§ **Problem statement**
Only the number is needed: how many lines of the entries below contain the word "blue".

──────────

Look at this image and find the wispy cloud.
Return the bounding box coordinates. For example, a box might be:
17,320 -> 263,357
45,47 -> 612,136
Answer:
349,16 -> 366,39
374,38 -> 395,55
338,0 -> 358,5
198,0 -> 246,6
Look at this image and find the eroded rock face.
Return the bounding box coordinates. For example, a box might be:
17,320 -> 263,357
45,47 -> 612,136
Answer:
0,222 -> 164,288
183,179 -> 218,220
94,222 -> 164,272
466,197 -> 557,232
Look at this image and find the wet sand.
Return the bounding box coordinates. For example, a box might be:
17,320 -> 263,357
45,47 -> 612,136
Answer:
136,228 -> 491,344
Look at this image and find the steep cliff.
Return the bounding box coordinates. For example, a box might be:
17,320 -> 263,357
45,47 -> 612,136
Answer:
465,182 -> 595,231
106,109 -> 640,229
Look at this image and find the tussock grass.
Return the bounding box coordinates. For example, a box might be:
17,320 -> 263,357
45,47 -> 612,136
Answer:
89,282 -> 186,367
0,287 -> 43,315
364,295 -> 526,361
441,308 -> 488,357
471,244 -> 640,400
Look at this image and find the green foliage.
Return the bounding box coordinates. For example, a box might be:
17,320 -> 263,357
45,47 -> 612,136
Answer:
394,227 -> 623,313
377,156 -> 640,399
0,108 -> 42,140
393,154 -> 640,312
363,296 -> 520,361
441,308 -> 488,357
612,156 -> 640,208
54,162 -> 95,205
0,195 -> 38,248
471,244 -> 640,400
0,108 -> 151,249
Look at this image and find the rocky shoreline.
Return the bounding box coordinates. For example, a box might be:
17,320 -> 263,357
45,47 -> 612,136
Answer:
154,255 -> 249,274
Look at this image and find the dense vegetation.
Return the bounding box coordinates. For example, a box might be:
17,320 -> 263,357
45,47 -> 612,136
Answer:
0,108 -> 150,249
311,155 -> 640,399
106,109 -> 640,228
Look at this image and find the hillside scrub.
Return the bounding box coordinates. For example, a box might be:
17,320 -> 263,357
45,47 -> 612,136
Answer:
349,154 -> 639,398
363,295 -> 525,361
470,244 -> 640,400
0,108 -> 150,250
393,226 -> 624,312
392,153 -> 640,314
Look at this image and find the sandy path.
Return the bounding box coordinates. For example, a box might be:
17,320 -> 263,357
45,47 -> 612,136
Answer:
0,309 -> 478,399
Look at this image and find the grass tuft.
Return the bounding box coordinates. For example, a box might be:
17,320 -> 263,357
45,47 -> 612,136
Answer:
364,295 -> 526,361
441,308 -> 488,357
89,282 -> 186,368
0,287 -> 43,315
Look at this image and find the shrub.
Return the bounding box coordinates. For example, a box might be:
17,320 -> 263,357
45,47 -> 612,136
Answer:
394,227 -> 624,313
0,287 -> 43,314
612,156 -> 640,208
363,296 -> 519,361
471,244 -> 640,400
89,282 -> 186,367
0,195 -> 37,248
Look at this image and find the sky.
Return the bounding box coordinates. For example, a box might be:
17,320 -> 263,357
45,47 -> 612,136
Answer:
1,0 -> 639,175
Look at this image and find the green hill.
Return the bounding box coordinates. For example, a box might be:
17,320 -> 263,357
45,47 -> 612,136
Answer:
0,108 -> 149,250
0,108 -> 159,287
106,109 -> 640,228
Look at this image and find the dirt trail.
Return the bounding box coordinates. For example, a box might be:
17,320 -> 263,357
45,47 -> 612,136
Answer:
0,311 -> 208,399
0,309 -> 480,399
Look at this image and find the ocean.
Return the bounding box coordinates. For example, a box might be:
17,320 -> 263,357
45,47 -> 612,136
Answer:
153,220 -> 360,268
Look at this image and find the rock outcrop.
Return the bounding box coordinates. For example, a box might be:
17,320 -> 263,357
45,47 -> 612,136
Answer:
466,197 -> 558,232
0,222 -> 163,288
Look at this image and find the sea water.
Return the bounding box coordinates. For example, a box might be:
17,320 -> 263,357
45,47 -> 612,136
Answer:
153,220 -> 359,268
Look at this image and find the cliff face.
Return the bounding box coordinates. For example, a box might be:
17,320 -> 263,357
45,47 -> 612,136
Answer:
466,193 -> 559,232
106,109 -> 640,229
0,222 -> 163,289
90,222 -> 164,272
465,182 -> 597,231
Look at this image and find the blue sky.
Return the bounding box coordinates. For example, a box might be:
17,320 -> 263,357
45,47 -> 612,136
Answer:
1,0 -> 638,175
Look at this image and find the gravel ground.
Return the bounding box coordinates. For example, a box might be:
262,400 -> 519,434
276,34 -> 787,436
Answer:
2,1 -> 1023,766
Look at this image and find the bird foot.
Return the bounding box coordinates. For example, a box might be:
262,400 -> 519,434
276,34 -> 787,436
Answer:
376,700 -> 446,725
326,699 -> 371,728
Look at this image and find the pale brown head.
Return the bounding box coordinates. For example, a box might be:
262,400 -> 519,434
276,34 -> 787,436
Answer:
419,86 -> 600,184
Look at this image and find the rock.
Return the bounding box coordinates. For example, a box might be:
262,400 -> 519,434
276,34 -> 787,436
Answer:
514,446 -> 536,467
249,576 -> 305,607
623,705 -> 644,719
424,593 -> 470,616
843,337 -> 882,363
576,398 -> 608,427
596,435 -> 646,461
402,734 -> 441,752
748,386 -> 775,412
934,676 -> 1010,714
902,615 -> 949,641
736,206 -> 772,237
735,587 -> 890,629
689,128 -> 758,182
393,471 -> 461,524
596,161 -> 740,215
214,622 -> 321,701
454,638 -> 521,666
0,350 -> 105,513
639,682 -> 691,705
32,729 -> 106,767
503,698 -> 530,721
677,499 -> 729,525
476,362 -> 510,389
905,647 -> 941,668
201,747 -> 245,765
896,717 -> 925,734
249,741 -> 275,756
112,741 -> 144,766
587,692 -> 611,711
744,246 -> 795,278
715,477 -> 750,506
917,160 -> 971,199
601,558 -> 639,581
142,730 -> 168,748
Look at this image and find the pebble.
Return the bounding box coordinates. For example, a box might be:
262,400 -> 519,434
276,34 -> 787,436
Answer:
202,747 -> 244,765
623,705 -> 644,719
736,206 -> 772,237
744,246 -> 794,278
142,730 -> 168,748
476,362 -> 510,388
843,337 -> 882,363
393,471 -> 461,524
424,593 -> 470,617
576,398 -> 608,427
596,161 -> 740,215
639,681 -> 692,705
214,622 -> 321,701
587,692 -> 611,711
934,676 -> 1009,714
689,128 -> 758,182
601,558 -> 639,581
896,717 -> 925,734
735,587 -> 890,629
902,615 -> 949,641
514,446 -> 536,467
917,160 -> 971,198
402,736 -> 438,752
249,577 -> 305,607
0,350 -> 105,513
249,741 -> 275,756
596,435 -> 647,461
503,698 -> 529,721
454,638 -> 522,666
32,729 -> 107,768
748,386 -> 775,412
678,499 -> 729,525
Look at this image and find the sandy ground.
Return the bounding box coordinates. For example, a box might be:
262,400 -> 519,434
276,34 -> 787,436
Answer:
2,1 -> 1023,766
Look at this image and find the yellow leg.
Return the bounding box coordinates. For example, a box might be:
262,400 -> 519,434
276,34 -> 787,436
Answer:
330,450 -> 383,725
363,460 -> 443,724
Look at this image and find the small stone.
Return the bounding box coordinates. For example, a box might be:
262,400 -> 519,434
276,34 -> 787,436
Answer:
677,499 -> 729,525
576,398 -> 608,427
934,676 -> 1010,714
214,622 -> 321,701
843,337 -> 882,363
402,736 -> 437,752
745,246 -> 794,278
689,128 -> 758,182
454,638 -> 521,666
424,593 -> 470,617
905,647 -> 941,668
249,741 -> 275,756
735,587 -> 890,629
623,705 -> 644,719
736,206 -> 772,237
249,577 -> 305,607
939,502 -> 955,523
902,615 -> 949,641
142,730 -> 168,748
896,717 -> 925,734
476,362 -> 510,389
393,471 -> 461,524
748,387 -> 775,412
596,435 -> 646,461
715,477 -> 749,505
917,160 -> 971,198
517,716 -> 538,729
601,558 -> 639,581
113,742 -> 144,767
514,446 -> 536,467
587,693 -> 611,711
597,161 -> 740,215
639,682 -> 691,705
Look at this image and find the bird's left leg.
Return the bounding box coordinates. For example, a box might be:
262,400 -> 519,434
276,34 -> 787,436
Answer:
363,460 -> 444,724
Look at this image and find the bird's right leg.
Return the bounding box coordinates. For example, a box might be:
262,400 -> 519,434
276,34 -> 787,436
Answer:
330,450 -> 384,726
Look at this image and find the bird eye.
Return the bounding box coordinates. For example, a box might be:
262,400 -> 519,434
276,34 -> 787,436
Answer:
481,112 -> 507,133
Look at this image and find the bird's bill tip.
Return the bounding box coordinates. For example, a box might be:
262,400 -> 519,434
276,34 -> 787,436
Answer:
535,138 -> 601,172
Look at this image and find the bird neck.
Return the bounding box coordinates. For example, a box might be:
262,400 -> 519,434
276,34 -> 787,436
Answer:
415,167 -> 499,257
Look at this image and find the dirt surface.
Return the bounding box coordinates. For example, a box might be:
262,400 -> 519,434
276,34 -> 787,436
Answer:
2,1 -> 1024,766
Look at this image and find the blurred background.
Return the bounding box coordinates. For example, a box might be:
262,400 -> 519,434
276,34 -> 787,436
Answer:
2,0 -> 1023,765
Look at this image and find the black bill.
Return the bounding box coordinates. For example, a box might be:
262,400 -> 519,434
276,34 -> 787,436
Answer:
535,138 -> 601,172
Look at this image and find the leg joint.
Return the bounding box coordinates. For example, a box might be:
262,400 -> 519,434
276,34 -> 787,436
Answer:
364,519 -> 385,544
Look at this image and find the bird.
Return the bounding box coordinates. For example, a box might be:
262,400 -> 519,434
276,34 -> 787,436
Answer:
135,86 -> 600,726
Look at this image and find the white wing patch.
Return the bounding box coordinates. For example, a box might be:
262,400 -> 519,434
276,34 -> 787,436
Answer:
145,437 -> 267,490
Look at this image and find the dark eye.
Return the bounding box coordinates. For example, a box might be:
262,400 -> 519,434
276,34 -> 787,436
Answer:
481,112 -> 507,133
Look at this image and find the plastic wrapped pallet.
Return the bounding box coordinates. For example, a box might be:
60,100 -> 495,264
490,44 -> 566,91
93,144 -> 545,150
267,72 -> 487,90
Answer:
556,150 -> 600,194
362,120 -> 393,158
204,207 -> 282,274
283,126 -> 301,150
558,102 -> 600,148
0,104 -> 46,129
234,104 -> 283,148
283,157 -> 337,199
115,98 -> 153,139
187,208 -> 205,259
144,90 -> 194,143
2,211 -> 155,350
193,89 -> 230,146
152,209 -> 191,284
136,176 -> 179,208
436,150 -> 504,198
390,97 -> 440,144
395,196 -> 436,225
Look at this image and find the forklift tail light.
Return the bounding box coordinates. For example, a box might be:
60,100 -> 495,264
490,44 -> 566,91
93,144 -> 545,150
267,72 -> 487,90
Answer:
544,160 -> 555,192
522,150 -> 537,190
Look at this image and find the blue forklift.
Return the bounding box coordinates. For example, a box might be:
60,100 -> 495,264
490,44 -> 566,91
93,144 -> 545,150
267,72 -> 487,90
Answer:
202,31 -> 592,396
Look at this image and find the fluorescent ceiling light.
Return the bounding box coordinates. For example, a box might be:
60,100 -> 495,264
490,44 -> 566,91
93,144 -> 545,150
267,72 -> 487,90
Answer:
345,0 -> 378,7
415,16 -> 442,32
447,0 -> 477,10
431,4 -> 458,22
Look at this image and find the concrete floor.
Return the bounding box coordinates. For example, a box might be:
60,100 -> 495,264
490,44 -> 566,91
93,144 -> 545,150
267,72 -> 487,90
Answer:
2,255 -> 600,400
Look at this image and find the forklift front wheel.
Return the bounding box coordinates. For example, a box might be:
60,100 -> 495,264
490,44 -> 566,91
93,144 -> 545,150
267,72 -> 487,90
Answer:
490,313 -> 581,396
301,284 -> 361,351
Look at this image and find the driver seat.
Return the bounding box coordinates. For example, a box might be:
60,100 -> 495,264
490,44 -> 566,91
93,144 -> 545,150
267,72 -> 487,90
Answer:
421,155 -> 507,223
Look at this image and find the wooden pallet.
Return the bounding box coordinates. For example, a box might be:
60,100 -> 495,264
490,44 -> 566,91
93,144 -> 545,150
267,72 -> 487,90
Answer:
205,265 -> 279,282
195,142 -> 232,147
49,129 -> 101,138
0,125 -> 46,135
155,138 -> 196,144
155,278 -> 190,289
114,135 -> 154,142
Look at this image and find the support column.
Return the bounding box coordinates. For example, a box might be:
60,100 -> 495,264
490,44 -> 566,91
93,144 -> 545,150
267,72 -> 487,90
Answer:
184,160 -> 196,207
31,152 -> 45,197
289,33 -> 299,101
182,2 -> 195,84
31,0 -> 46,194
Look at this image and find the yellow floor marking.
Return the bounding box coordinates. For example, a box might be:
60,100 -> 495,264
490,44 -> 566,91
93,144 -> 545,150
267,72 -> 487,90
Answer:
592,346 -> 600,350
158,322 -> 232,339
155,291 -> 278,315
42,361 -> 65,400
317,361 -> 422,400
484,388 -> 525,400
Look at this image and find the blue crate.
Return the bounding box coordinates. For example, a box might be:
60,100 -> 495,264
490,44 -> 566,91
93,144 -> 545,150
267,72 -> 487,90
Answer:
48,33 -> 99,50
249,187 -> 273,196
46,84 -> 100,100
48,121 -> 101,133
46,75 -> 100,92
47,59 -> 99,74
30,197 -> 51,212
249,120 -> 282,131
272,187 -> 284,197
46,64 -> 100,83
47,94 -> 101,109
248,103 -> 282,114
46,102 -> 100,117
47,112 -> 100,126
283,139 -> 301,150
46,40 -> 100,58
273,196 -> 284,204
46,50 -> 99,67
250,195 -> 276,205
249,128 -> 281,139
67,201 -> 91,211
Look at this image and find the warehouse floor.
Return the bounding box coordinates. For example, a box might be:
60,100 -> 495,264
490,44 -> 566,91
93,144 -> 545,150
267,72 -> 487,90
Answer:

──────────

§ **Exercise output**
3